25.6 C
Medan
Sunday, May 5, 2024

Akibat Corona, Jumlah Penumpang Angkot Turun Drastis, Organda Minta Subsidi Pemerintah

ANGKOT:  Angkutan kota (angkot) saat melintas di salah satu ruas jalan di Kota Medan. Jumlah penumpang angkot mengalami penurunan sejak anak sekolah diliburkan.
ANGKOT: Angkutan kota (angkot) saat melintas di salah satu ruas jalan di Kota Medan. Jumlah penumpang angkot mengalami penurunan sejak anak sekolah diliburkan.

MEDAN, SUMUTPOS.CO – Jumlah angkutan umum mengalami penurunan drastis akibat dampak dari virus corona. Hal ini karena sekolah diliburkan serta kekhawatiran penumpang atas penyebaran virus tersebut hingga menyebabkan sepinya penumpang.

Ketua Organisasi Angkutan Darat (Organda) Kota Medan, Mont Gomery Munthe mengatakan, kondisi menurunnya mobilitas masyarakat di luar rumah saat ini membuat sejumlah usaha jasa angkutan di Kota Medan juga mengalami kerugian. Salah satunya para sopir angkutan kota (angkot).

“Yang paling merasakan dampaknya itu ya jelas para sopir. Kasihan sekali para sopir ini, seharian narik angkot tapi sewanya sangat sepi. Untuk biaya bensin saja tidak cukup, yang ada sopir malah rugi, sepi sekali penumpang,” aku Gomery kepada Sumut Pos, Jumat (20/3).

Hal ini, kata Gomery, akibat liburnya siswa sekolah.

Sebab, hampir 50 persen penumpang angkot adalah anak sekolah. “Tak ada anak sekolah ya jelas hampir 50 persen sewa menghilang. Belum lagi penumpang umum yang biasa di dapat dari mal atau plaza, sepi sekali. Bisa dikatakan lebih dari 70 persen merosotnya jumlah penumpang kita saat ini,” ungkapnya.

Selain itu, lanjutnya, adanya imbauan pemerintah yang mewajibkan agar setiap orang selalu menjaga jarak setidaknya 1 meter dari orang lain, membuat jasa angkutan umum semakin tidak masuk ke dalam pilihan masyarakat pengguna transportasi umum.

**Tugas Anda:**
• A. Menurut berita tentang penurunan penumpang angkot di Medan, berapa porsi penumpang angkot yang merupakan anak sekolah?
• B. Teruskan berita tentang penurunan penumpang angkot di Medan, mulai setelah kalimat terakhirnya.

**Data Tercatat:**
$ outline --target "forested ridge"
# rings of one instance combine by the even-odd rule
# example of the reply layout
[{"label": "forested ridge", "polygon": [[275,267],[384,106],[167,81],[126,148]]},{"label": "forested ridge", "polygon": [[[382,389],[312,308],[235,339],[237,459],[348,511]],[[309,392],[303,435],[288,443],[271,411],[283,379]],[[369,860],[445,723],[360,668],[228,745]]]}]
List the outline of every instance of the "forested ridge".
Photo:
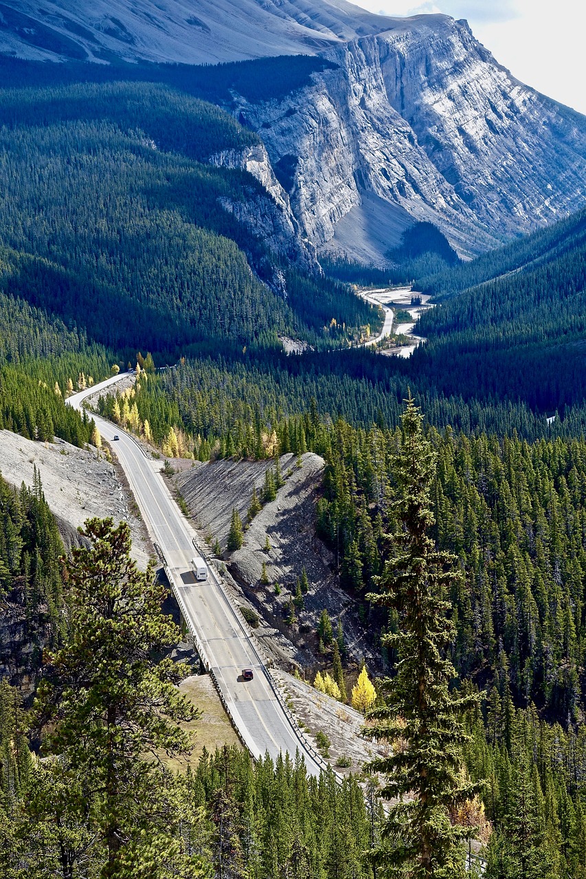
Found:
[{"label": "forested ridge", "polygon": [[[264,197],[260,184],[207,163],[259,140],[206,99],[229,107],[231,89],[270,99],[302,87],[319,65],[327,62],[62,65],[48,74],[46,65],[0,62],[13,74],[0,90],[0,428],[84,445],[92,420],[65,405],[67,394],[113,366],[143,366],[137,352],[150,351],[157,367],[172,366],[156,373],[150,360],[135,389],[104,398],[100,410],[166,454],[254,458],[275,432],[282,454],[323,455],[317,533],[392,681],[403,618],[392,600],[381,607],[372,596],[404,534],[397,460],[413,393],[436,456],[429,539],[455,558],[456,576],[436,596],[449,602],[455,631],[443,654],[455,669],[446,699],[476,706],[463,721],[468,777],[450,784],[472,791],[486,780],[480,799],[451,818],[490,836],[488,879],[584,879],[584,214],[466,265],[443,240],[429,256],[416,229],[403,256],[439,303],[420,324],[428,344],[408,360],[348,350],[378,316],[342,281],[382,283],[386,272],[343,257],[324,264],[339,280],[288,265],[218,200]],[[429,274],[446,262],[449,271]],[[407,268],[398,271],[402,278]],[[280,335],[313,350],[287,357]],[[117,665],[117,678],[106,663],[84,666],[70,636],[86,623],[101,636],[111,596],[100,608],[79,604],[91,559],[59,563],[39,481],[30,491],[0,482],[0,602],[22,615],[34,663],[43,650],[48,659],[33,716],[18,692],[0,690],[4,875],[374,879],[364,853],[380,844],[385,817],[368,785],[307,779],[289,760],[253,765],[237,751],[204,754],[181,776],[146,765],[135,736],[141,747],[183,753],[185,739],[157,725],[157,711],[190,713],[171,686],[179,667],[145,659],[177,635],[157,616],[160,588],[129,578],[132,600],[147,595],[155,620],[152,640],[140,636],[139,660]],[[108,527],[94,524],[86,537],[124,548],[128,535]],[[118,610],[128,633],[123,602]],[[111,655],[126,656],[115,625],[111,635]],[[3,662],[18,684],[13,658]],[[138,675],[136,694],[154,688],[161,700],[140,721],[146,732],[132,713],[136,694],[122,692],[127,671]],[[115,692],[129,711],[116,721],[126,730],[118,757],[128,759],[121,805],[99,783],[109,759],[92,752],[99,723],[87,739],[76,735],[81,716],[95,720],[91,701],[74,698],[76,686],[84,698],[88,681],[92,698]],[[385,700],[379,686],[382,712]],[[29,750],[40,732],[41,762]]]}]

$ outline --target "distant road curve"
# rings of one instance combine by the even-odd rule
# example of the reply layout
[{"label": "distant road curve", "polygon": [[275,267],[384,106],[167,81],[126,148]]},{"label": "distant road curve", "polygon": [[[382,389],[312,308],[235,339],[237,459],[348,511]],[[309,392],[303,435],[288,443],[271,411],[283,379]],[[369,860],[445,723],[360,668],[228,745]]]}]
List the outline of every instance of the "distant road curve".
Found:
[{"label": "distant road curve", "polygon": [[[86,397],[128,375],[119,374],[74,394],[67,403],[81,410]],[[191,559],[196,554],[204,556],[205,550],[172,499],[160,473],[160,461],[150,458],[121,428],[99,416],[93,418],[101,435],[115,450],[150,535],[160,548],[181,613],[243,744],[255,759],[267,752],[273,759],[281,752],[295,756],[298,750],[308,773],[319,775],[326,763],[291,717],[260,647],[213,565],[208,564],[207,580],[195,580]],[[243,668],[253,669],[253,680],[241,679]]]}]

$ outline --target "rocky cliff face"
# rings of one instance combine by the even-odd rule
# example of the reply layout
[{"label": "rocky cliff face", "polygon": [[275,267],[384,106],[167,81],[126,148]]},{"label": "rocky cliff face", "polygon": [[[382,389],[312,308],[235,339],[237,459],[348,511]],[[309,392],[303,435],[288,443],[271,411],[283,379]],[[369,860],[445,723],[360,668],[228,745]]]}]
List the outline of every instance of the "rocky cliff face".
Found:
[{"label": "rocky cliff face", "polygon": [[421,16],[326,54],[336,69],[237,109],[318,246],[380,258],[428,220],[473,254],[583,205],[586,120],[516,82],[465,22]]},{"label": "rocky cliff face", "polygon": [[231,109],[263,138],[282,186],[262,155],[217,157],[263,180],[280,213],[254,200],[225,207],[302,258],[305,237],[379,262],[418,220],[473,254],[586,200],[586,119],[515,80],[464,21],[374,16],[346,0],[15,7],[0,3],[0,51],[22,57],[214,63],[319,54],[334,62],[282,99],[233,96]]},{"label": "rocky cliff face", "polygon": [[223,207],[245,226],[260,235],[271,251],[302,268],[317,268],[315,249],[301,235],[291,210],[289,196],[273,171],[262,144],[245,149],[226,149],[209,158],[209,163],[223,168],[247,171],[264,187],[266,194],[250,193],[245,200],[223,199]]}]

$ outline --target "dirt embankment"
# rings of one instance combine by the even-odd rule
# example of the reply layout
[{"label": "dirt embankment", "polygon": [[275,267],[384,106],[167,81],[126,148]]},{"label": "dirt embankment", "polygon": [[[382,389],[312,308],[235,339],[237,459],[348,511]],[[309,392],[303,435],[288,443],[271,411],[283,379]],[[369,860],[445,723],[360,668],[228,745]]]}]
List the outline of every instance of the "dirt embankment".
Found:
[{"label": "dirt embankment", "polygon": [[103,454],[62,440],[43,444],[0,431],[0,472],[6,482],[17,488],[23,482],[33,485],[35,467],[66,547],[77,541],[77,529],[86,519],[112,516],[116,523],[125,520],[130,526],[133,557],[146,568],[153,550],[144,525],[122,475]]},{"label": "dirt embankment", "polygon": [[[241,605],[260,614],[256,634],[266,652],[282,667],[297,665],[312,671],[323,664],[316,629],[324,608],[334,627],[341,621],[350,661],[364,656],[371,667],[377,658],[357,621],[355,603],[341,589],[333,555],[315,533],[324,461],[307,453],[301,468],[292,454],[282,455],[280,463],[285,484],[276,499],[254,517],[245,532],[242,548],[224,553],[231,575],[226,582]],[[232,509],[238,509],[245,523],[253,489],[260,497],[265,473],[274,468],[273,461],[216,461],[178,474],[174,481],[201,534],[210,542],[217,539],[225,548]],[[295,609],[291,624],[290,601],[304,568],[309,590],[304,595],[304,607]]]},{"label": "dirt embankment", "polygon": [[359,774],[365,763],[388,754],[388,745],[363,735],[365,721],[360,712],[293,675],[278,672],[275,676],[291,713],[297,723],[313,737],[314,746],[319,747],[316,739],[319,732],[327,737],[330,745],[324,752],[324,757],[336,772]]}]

**Daftar Jawaban:**
• A. Hampir 50 persen penumpang angkot adalah anak sekolah.

• B.
“Kalaupun masyarakat harus keluar rumah mereka jadi memilih angkutan yang sifatnya lebih pribadi supaya tidak bersentuhan dan ada jarak 1 meter, atau mereka jadi memakai kendaraan pribadi. Semakin ke sini penumpang kita semakin sepi, sangat sepi. Padahal kita tahu, mobil angkot itu mayoritas ya kredit,” terang Gomery.

Gomery meminta agar pemerintah mau memberikan subsidi atau bantuan kepada para sopir dan pengusaha jasa angkutan di Kota Medan agar dapat tetap menafkahi keluarganya.

“Mohon lah beri kebijakan kepada kami, terkhusus sopir. Mungkin bisa berupa pemotongan pajak kendaraan dengan persentase yang besar, bisa dengan cara menggratiskan atau memotong biaya uji KIR. Atau bisa juga dengan cara menangguhkan denda kredit mobil kami yang menunggak, karena saat ini jangankan untuk bayar kredit mobil, untuk biaya makan sehari-hari saja sopir sudah kesulitan,” katanya.

Organda juga mengharapkan adanya perhatian pemerintah untuk memberikan bantuan bahan-bahan pokok kepada para sopir angkutan umum di Kota Medan agar kebutuhan makan keluarga para sopir dapat terpenuhi.

“Ada sekitar 10 ribu sopir di Kota Medan yang terdata oleh kita, kami di Organda siap menyalurkan bantuan tersebut ke mereka. Kami harapkan pemerintah juga akan punya kebijakan-kebijakan lainnya yang akan berpihak kepada kepentingan para sopir,” pungkasnya.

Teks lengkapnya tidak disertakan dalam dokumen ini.